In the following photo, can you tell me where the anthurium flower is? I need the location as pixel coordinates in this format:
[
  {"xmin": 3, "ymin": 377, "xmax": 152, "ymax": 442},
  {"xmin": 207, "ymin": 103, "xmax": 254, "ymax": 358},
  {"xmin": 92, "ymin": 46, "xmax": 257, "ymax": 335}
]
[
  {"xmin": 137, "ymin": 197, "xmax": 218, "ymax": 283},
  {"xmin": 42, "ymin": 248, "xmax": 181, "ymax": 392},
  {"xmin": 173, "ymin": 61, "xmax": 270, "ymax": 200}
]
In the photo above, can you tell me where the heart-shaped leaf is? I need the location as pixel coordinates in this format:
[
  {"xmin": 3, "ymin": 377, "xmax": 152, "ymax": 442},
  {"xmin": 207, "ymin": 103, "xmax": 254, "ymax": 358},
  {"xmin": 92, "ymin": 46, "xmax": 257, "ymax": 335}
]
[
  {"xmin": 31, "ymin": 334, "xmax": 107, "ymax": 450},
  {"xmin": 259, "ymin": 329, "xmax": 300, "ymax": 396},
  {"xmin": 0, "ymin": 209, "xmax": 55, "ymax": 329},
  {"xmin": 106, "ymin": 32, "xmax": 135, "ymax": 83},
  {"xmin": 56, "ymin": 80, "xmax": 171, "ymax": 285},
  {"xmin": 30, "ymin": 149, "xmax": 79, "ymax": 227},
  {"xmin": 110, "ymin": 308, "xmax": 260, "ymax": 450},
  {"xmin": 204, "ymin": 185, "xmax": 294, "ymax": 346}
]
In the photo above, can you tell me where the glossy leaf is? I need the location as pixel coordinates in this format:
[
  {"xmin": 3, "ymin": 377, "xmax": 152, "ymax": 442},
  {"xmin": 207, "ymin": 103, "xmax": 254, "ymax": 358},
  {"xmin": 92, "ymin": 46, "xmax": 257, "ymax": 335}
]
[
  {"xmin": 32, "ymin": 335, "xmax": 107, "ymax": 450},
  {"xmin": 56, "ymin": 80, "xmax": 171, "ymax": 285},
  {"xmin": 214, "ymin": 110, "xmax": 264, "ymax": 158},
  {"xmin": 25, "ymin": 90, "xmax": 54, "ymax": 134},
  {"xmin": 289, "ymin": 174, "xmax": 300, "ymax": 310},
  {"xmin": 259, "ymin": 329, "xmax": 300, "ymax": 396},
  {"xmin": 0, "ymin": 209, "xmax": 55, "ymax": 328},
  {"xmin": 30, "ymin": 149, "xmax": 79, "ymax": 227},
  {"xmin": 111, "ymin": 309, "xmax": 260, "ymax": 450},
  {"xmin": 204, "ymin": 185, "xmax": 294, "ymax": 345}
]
---
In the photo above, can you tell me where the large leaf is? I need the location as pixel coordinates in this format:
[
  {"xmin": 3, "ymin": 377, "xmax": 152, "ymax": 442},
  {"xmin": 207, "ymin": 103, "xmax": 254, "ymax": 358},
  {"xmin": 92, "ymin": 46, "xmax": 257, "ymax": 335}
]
* * *
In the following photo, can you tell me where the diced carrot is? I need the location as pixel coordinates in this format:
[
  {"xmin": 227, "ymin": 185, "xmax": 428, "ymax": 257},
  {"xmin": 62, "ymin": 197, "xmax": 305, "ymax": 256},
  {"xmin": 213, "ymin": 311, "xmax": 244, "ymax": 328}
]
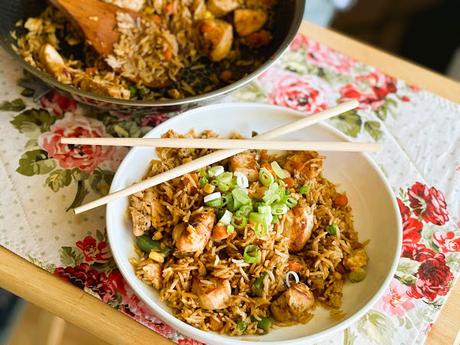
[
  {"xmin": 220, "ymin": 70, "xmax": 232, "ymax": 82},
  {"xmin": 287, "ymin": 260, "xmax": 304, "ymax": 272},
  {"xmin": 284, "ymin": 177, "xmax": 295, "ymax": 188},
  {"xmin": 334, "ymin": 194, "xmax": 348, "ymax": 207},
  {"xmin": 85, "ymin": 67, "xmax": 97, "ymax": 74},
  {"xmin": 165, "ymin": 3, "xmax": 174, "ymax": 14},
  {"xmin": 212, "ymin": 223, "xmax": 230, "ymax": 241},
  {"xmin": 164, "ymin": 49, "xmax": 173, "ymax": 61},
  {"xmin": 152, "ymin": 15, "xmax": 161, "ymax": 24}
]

What you should do. Scan the records above line by line, counting those where the word "photo" appears, and give the count alone.

Output of the task. 5